> [EXCERPTED DATA]
#####

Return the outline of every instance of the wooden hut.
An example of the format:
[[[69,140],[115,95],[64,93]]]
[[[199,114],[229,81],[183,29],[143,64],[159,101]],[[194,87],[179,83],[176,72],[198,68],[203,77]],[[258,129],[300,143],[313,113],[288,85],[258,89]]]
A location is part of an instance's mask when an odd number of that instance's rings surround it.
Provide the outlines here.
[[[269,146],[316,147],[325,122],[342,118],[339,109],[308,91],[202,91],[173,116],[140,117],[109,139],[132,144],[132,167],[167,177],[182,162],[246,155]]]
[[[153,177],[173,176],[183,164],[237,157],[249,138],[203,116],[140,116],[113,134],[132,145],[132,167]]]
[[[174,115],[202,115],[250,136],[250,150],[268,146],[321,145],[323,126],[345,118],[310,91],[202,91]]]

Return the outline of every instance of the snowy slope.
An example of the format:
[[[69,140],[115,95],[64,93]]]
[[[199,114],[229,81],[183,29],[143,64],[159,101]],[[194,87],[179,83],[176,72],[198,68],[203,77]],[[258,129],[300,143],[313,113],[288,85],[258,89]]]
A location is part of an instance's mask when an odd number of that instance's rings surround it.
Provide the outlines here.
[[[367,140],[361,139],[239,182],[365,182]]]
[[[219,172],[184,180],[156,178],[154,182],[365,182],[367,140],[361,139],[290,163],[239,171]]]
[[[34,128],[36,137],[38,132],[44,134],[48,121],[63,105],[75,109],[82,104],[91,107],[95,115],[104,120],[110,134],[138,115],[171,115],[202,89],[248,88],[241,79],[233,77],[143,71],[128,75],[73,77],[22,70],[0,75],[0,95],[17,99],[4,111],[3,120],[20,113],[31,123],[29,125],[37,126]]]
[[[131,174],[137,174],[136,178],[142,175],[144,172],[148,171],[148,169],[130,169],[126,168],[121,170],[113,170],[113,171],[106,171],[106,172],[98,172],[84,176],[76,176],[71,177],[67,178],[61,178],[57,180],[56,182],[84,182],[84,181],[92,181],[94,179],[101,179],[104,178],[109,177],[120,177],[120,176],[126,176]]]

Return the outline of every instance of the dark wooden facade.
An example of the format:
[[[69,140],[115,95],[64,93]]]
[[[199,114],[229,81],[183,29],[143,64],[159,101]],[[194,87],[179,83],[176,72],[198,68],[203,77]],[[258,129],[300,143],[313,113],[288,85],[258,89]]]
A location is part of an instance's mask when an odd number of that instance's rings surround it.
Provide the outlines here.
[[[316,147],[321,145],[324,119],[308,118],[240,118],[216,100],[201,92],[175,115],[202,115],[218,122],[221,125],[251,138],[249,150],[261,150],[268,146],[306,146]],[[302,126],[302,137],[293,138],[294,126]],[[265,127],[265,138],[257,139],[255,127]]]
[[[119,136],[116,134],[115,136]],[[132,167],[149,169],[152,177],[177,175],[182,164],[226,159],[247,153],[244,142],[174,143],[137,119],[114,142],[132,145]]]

#####

> [AIM]
Convert everything from the line containing "Return the outline of every instance of the dark" down to the end of the listing into a Markdown table with the columns "Row" and "Line." Number each line in order and skip any blank ones.

> [THE RESPONSE]
| Row | Line |
|---|---|
| 1 | Return the outline of every instance of the dark wooden facade. |
| 2 | An example of the format: |
| 3 | [[[69,140],[115,95],[64,93]]] |
| 4 | [[[199,114],[229,81],[183,29],[143,64],[159,101]],[[194,87],[179,83],[176,72],[198,68],[203,77]],[[258,129],[300,143],[313,113],[288,85],[258,89]]] |
| 5 | A location is part of an instance's mask when an odd number of that instance's rings surround it. |
| 6 | Provide the outlines here. |
| 7 | [[[316,147],[321,145],[324,119],[308,118],[240,118],[216,100],[201,92],[175,115],[202,115],[218,122],[221,125],[251,138],[249,150],[261,150],[268,146],[306,146]],[[302,126],[302,137],[293,138],[294,126]],[[265,127],[265,138],[257,139],[255,127]]] |
| 8 | [[[119,136],[116,134],[115,136]],[[132,167],[149,169],[152,177],[177,175],[182,164],[226,159],[247,153],[244,142],[174,143],[137,119],[114,142],[132,145]]] |